#### [OBJECTIVE]
Retype the data below without altering anything.

#### [Named-object pointing records]
● ● ● ● ●
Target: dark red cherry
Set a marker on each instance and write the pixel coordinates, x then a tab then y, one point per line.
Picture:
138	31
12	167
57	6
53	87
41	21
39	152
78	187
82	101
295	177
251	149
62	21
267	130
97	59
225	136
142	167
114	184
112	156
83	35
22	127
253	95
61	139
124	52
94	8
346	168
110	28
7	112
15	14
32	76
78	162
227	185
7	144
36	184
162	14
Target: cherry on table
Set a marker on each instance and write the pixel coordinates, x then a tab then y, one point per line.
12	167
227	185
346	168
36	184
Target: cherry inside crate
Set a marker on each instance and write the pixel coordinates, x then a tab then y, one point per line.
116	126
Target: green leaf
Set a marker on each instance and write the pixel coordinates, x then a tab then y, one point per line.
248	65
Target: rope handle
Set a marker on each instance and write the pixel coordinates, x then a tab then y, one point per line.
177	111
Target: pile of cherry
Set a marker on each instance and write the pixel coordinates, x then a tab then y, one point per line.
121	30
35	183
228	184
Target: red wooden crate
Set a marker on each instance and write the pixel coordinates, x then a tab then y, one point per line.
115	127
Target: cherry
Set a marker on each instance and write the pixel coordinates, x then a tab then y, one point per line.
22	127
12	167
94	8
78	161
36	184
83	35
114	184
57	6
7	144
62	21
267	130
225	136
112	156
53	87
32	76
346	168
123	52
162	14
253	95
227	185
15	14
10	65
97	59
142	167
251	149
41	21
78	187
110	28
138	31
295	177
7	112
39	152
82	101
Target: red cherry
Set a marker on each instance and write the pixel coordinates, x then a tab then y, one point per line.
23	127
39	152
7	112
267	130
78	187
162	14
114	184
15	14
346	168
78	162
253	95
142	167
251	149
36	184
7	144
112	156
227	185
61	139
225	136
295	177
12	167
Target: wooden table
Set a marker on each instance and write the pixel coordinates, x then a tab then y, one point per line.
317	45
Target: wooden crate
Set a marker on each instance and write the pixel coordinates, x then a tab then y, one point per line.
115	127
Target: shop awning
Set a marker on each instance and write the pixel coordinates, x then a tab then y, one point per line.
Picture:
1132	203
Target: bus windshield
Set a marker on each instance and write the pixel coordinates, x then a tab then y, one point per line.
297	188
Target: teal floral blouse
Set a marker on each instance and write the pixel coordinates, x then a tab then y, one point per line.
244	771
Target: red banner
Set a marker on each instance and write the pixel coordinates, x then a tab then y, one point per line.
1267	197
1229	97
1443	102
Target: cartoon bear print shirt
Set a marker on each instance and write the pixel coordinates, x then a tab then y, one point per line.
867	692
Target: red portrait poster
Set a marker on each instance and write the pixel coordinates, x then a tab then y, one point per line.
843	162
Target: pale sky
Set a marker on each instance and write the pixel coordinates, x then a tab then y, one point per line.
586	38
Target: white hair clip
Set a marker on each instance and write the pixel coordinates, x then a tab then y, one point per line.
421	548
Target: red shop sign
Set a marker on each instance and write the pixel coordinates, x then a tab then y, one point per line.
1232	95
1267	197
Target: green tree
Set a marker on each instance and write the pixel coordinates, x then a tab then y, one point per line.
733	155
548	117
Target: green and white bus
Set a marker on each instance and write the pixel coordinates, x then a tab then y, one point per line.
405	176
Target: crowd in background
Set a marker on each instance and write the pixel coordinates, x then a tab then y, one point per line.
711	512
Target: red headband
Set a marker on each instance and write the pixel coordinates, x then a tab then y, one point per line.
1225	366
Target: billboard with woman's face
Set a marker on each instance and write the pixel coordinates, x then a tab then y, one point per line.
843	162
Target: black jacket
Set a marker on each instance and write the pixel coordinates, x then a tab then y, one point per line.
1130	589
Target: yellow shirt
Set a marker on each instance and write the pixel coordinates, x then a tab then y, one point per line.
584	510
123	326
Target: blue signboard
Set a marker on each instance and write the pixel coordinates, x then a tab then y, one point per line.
● ● ● ● ●
#### [RESULT OF THIS TASK]
Target: dark red cherry
Set a marker on each instance and write the pixel coordinates, x then a tab then y, one point per line.
Picture:
138	31
12	167
57	6
53	87
41	21
39	152
78	187
82	101
295	177
251	149
62	21
267	130
97	59
225	136
142	167
114	184
112	156
83	35
22	127
253	95
61	139
124	52
94	8
346	168
110	28
7	112
15	14
32	76
78	162
227	185
7	144
36	184
162	14
Target: cherry on table
Set a marker on each instance and write the pixel coordinates, x then a tab then y, one point per line.
12	167
227	185
346	168
36	184
Target: cherry inside crate
Set a marker on each instance and write the pixel coordinates, x then a tab then y, one point per line.
116	126
Target: green leaf
Set a marker on each instance and write the pixel coordinates, x then a tab then y, one point per line.
248	65
Target: rope handle
Set a marker on each instance and write the pixel coordinates, x then a tab then y, one point per line.
177	111
Target: pile of cherry
Set a marker on each instance and write the pixel coordinates, x then a tab then y, one point per line.
121	30
35	183
228	184
Target: red wooden crate
Set a marker on each instance and write the pixel coordinates, x then a tab then y, one point per line.
115	127
Target: cherry
Set a marker on each instance and write the pixel coordinates, x then a tab then y, one point per line.
22	127
12	167
94	8
78	161
36	184
83	35
114	184
57	6
7	144
62	21
267	130
225	136
112	156
53	87
32	76
346	168
123	52
162	14
253	95
227	185
15	14
10	65
97	59
142	167
251	149
41	21
78	187
110	28
138	31
295	177
7	112
39	152
82	101
Target: red cherry
Set a marker on each instance and write the pixel coordinates, x then a tab then y, one point per line.
23	127
39	152
7	112
267	130
78	187
162	14
114	184
15	14
346	168
78	162
253	95
142	167
251	149
36	184
7	144
112	156
227	185
61	139
225	136
295	177
12	167
Target: wooden table
Set a marker on each instance and write the pixel coordinates, x then a tab then y, one point per line.
317	45
Target: wooden crate
Set a marker on each instance and write the pixel coordinates, x then a tab then y, one point per line.
115	127
Target: shop awning
Set a marker on each instance and write the pixel coordinates, x then a tab then y, one point per line.
Picture:
1132	203
Target: bus windshield
Set a marker on each instance and write the pixel coordinates, x then a tab then y, one point per line.
297	188
Target: teal floral blouse
Set a marker on each instance and write the pixel coordinates, x then a tab then y, one point per line.
244	771
Target: red banner
Set a marker on each instance and write the pixel coordinates, x then a tab then y, one point per line.
1267	197
1229	97
1443	102
Target: cartoon bear print shirt
Set a marker on each instance and write the pixel coordinates, x then a tab then y, one point per line.
867	692
Target: red portrait poster
Set a marker on each instance and write the pixel coordinates, x then a tab then y, one point per line.
843	162
Target: pale sky
Set a marker on each instance and write the pixel coordinates, x then a tab then y, one point per line.
586	38
Target: white hair clip
Set a marker on each instance and write the pixel coordinates, x then a tab then y, one point per line.
421	548
Target: red shop sign
Set a marker on each instance and write the pixel coordinates, x then a tab then y, one point per line.
1232	95
1267	197
Target: green tree
Set a marker on each instance and write the pixel coordinates, x then a tab then y, one point per line.
733	155
548	117
Target: green and white bus
Set a marker on each instance and write the pixel coordinates, x then a tab then y, one point per line.
405	176
Target: crowd in background
Set a marker on each instance and write the pixel coordinates, x then a tab then y, one point per line.
711	512
Target: red headband
Set a marker on each instance and write the pixel coordinates, x then a tab then y, one point per line.
1225	366
Target: billboard with woman's face
Set a marker on each instance and write the pixel coordinates, x then a tab then y, one point per line.
843	162
Target: black jacket
Set a marker on each instance and write the pixel coordinates, x then a tab then y, one point per line.
1130	589
Target: yellow shirt
Set a marker on each instance and write the pixel coordinates, x then a tab then y, one point per line.
584	510
123	326
Target: blue signboard
Set a marker on each instance and write the pixel coordinates, x then a tab then y, one point per line.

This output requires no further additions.